Playing the Indian Card

Friday, July 10, 2020

Taking a Break from the Apocalypse to Speak of a Possible Return to Reason




As the world goes mad, it is soothing to contemplate the possibility of CANZUK, the proposed union of Canada, Australia, New Zealand, and the United Kingdom. A large part of this must be nostalgia—I am just old enough to have some memory of when the British Commonwealth still meant something. Although most of that sense probably came from old boys’ books I had inherited from two generations earlier, describing a world that was no longer there. As a mere boy myself, I did not necessarily know. But the return of a real, muscular Commonwealth feels to me like a return to reason.

One criticism levelled against the proposal to revive closer ties among the four dominions is that this union seems based on race—it does not include any of the “non-white” former colonies.

Apologists generally counter by pointing out that CANZUK would actually be less “white” than the EU, and nobody objects to the EU on this basis. And they argue that only these four nations qualify on economic grounds—other former parts of the British Empire are much poorer.

But to say as much is to concede a point that ought not be conceded. What is wrong with people uniting on the basis of a common ethnicity? When, in other words, did the nation-state become forbidden? And why has nobody else heard?

> [Extracted entries]
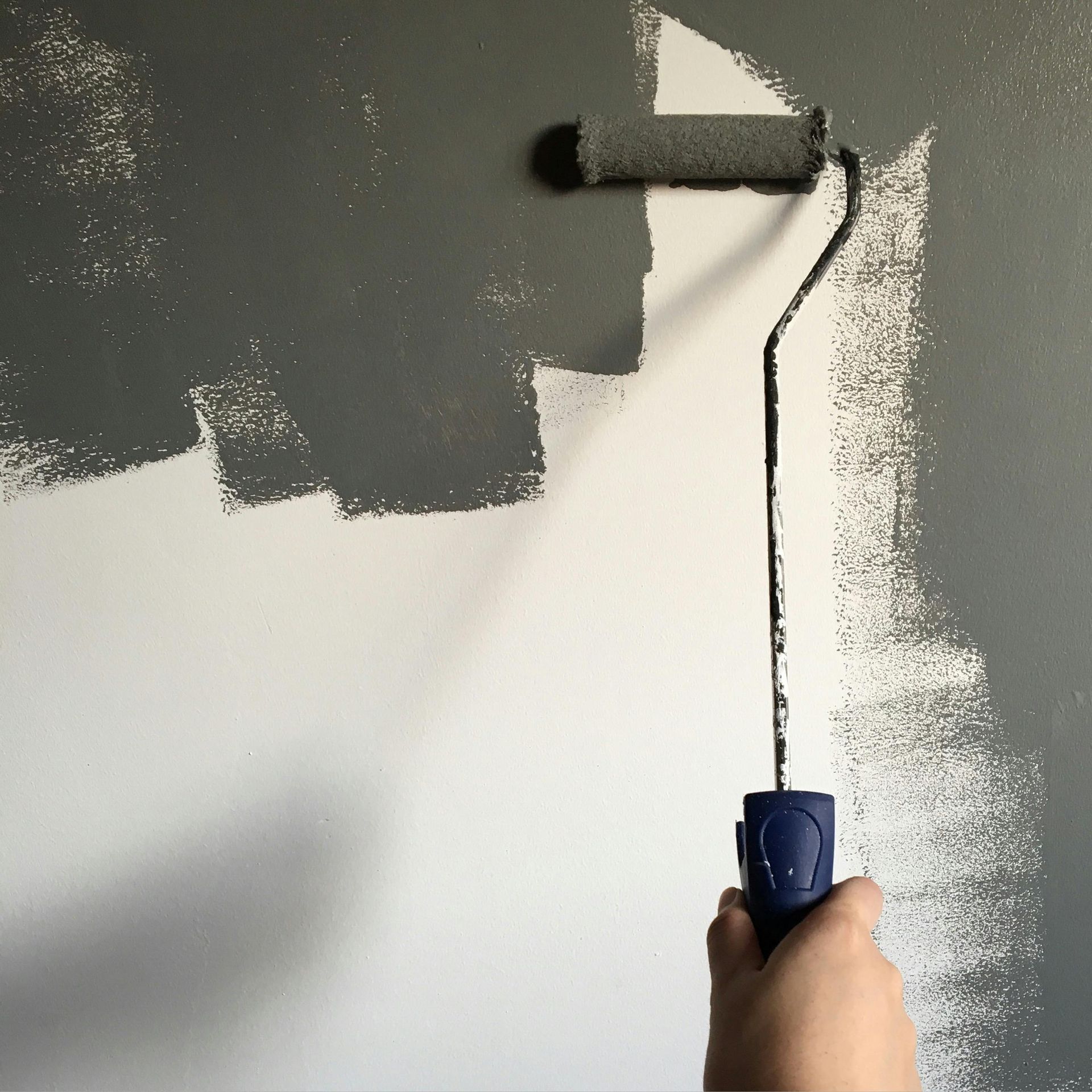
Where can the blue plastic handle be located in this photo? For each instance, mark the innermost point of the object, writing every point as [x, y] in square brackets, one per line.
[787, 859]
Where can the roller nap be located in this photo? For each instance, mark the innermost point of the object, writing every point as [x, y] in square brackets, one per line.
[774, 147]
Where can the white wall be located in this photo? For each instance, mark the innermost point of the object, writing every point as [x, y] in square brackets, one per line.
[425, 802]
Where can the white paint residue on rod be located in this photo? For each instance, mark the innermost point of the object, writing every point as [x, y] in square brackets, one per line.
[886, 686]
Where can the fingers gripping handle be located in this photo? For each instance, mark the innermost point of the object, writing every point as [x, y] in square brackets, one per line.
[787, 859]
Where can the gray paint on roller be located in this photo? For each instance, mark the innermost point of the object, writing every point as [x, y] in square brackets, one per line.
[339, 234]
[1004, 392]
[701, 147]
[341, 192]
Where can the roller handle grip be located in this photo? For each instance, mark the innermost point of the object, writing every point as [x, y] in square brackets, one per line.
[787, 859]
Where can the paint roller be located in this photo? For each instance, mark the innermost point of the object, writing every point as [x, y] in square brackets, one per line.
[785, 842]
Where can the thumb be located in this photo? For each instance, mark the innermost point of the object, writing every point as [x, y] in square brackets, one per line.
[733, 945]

> [Using the information]
**A)** Answer these questions from the post on CANZUK:
(i) Which four countries would the proposed union include?
(ii) Which union do apologists say is more "white" than CANZUK?
(iii) On what grounds do apologists argue that only these four nations qualify?
**B)** Go on with the post on CANZUK, starting after its final question.
The records aren't needed for anything here.

> [Responses by task]
**A)**
(i) Canada, Australia, New Zealand, and the United Kingdom.
(ii) The EU.
(iii) Economic grounds, since other former parts of the British Empire are much poorer.

**B)**
Since the decline of the great empires, countries have been organized on ethnic grounds; this was the progressive concept Wilson claimed the US had fought for with his Fourteen Points. The notion that a people had a right to self-determination was the primary argument against those empires. That it is of fundamental importance, a human right, that whoever runs your government be of the same genetic makeup as yourself—that this supersedes the need for either good government or democracy.

But this very principle is the most powerful argument for CANZUK: that it will reunite a single people, too long artificially divided. Back at the beginning of the 20th century, when the idea of an Imperial Federation was floated, the argument against was that distances and lack of intercommunication made this impractical. And so these lands went their separate ways. It clearly is no longer. There is no longer any reason for the British ethnicity, if we may call it that, to be kept apart.

The CANZUK countries accept the automatic citizenship of anyone born in that country. Try the same in most countries—try that in Saudi Arabia, or Korea, or Japan. Try it in Germany, or anywhere in Europe, until recently. In most countries citizenship is automatic only with the right ethnicity. Britishness is unusual in not being based on actual genetics, but on shared traditions. This is largely because the UK was always genetically and even ethnically diverse, a union of four distinct populations, English, Irish, Scottish, and Welsh. Just try telling a Scot he is English.

“British” ethnicity is thus a matter of the shared history, to some extent language, but primarily shared legal and government traditions, and shared allegiance to the British monarchy.

Shared legal and government traditions are the best reason possible for a partial reunification, and make the matter easy and natural.